[begin GIVEN TEXT]

I have been working with the multiprocessing
package to speed up some geoprocessing (GIS/arcpy
) tasks that are redundant and need to be done the same for more than 2,000 similar geometries.
The splitting up works well, but my "worker" function is rather long and complicated because the task itself from start to finish is complicated. I would love to break the steps apart down more but I am having trouble passing information to/from the worker function because for some reason ANYTHING that a worker function under multiprocessing uses needs to be passed in explicitly.
This means I cannot define constants in the body of if __name__ == '__main__'
and then use them in the worker function. It also means that my parameter list for the worker function is getting really long - which is super ugly since trying to use more than one parameter also requires creating a helper "star" function and then itertools
to rezip them back up (a la the second answer on this question).
I have created a trivial example below that demonstrates what I am talking about. Are there any workarounds for this - a different approach I should be using - or can someone at least explain why this is the way it is?
Note: I am running this on Windows Server 2008 R2 Enterprise x64.

[end GIVEN TEXT]
[begin SUPPLIED MATERIAL]

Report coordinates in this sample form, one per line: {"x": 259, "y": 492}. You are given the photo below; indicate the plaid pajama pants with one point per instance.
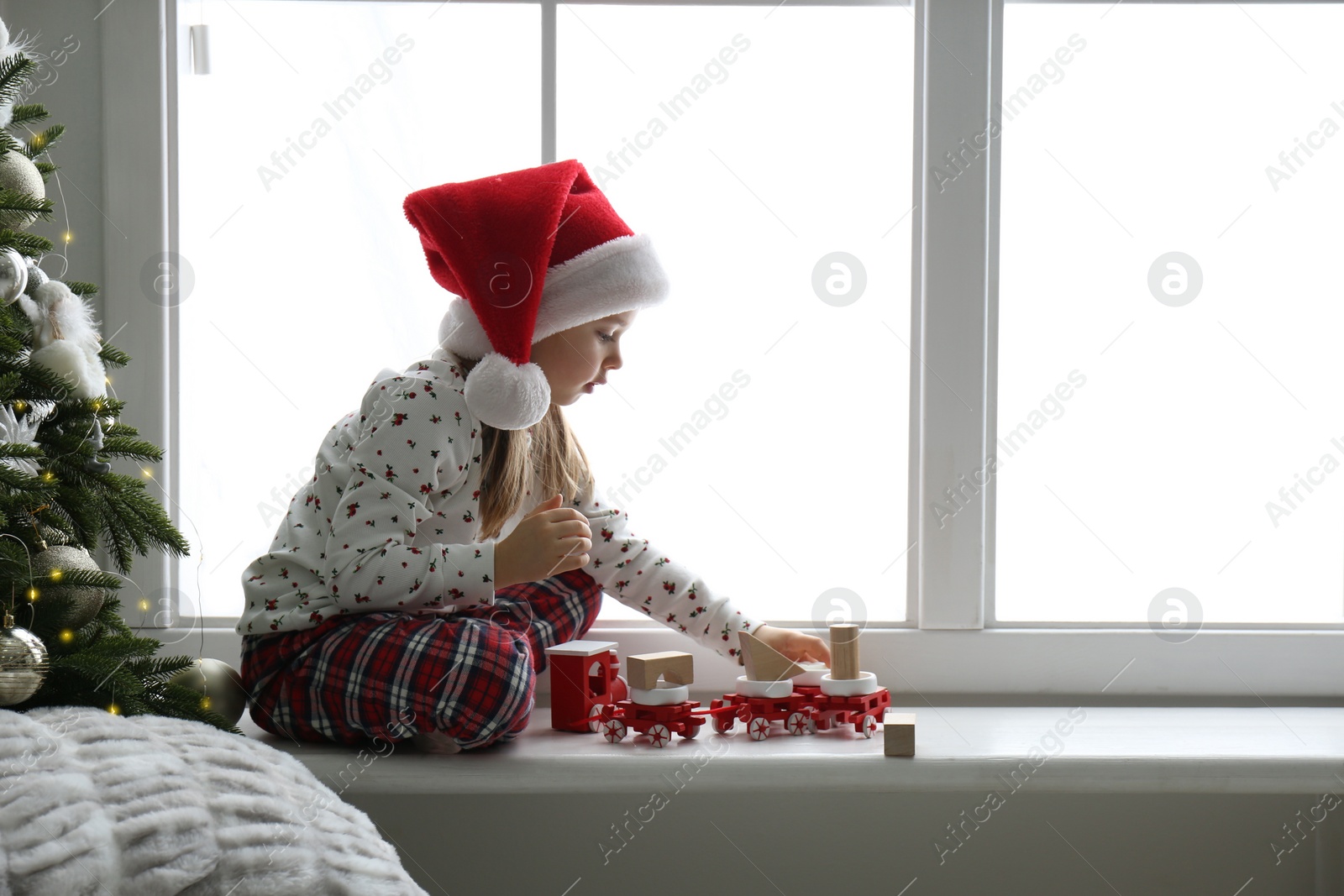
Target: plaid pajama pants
{"x": 393, "y": 674}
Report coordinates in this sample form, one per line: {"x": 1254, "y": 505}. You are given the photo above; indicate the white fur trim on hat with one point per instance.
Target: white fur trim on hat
{"x": 620, "y": 275}
{"x": 507, "y": 396}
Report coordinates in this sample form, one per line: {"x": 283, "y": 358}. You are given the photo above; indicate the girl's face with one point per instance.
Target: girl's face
{"x": 577, "y": 360}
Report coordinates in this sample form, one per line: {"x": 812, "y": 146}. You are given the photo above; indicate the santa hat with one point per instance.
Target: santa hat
{"x": 528, "y": 254}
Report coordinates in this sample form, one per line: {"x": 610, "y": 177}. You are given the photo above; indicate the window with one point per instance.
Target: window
{"x": 1032, "y": 253}
{"x": 295, "y": 159}
{"x": 1168, "y": 365}
{"x": 781, "y": 262}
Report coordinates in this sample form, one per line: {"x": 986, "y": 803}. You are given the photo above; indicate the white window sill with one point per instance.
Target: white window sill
{"x": 1285, "y": 750}
{"x": 1059, "y": 665}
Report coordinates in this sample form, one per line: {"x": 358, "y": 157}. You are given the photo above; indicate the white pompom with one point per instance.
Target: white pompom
{"x": 507, "y": 396}
{"x": 73, "y": 363}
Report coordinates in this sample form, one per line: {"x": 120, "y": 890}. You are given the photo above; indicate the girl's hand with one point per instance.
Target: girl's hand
{"x": 546, "y": 542}
{"x": 795, "y": 645}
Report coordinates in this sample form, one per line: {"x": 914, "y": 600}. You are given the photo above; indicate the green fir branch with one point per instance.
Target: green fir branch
{"x": 29, "y": 112}
{"x": 15, "y": 71}
{"x": 44, "y": 141}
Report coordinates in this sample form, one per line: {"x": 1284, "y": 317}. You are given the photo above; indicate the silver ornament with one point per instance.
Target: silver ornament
{"x": 13, "y": 275}
{"x": 69, "y": 606}
{"x": 24, "y": 663}
{"x": 37, "y": 277}
{"x": 219, "y": 685}
{"x": 20, "y": 175}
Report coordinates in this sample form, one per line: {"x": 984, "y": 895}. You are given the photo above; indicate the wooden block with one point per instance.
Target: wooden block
{"x": 764, "y": 663}
{"x": 898, "y": 734}
{"x": 643, "y": 669}
{"x": 844, "y": 651}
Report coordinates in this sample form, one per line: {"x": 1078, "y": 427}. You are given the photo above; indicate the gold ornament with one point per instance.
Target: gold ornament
{"x": 20, "y": 175}
{"x": 73, "y": 606}
{"x": 219, "y": 685}
{"x": 24, "y": 663}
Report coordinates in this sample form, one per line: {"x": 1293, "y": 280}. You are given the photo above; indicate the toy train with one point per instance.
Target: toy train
{"x": 589, "y": 694}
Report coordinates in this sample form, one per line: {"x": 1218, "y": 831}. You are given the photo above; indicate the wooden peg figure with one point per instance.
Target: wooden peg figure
{"x": 844, "y": 652}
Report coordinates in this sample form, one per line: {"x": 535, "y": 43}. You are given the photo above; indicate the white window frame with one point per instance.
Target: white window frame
{"x": 947, "y": 649}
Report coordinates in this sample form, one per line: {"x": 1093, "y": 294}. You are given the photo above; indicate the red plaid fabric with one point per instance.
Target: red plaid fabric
{"x": 393, "y": 674}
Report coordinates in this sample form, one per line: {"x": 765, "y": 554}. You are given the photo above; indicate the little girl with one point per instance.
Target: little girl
{"x": 452, "y": 528}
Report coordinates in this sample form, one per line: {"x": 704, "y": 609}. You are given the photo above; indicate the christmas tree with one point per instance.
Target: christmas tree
{"x": 57, "y": 496}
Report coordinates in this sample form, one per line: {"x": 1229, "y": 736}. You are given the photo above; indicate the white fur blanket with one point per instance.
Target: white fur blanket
{"x": 111, "y": 805}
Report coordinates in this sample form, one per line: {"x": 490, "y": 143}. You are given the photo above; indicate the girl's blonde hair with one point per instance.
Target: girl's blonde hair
{"x": 507, "y": 469}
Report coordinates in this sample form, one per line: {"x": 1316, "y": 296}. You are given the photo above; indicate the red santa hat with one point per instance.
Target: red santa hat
{"x": 528, "y": 254}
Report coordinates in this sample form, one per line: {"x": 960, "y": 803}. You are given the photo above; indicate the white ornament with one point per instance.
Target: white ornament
{"x": 65, "y": 338}
{"x": 20, "y": 175}
{"x": 13, "y": 275}
{"x": 20, "y": 432}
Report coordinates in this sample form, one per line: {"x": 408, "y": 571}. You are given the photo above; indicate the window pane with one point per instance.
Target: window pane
{"x": 1169, "y": 265}
{"x": 308, "y": 278}
{"x": 756, "y": 147}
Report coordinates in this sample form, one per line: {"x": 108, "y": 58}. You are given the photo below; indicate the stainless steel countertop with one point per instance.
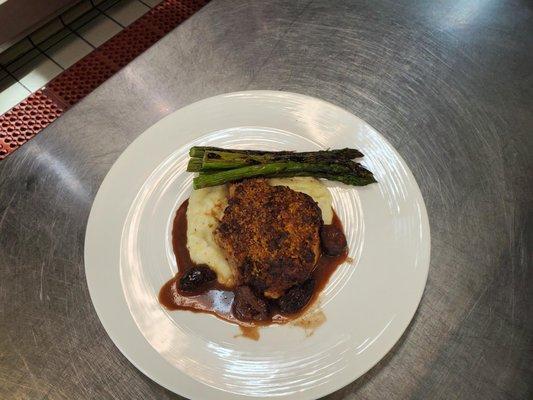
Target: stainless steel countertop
{"x": 449, "y": 83}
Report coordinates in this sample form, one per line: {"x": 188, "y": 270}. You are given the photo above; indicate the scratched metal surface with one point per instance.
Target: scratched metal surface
{"x": 449, "y": 83}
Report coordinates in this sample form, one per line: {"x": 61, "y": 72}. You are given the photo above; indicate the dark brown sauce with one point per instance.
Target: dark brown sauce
{"x": 217, "y": 300}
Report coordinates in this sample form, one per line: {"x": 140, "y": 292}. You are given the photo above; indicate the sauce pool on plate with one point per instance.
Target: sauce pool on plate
{"x": 216, "y": 299}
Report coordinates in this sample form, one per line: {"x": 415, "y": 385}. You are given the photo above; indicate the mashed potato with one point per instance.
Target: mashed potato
{"x": 206, "y": 207}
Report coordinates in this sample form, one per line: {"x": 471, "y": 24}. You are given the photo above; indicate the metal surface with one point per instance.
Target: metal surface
{"x": 448, "y": 83}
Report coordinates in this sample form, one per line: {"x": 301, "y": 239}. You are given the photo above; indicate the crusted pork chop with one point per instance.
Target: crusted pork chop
{"x": 270, "y": 235}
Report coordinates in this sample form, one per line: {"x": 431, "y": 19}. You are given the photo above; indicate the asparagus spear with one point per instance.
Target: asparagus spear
{"x": 347, "y": 153}
{"x": 215, "y": 159}
{"x": 194, "y": 165}
{"x": 290, "y": 168}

[end SUPPLIED MATERIAL]

* _THINGS TO DO_:
1. Duplicate the part of the records that opens with the line containing "spear with one point per instance." and runs through the last line of the records.
2. Pick up the post about multiprocessing in arcpy after its final sentence and continue writing it.
The text and the records are unrelated to each other.

* _TASK RESULTS_:
1.
Report coordinates in this sample form, one per line: {"x": 431, "y": 19}. You are given the photo above; indicate the asparagus spear with one point per instance.
Target: asparagus spear
{"x": 347, "y": 153}
{"x": 215, "y": 159}
{"x": 194, "y": 165}
{"x": 290, "y": 168}

2.
Edit: I seem to have not made my question clear enough. I am not that concerned with how pool.map
only takes one argument (although it is annoying) but rather I do not understand why the scope of a function defined outside of if __name__ == '__main__'
cannot access things defined inside that block if it is used as a multiprocessing function - unless you explicitly pass it as an argument, which is obnoxious.
import os
import multiprocessing
import itertools
def loop_function(word):
file_name = os.path.join(root_dir, word + '.txt')
with open(file_name, "w") as text_file:
text_file.write(word + " food")
def nonloop_function(word, root_dir): # <------ PROBLEM
file_name = os.path.join(root_dir, word + '.txt')
with open(file_name, "w") as text_file:
text_file.write(word + " food")
def nonloop_star(arg_package):
return nonloop_function(*arg_package)
# Serial version
#
# if __name__ == '__main__':
# root_dir = 'C:\\hbrowning'
# word_list = ['dog', 'cat', 'llama', 'yeti', 'parakeet', 'dolphin']
# for word in word_list:
# loop_function(word)
#
## --------------------------------------------
# Multiprocessing version
if __name__ == '__main__':
root_dir = 'C:\\hbrowning'
word_list = ['dog', 'cat', 'llama', 'yeti', 'parakeet', 'dolphin']
NUM_CORES = 2
pool = multiprocessing.Pool(NUM_CORES, maxtasksperchild=1)
results = pool.map(nonloop_star, itertools.izip(word_list, itertools.repeat(root_dir)),
chunksize=1)
pool.close()
pool.join()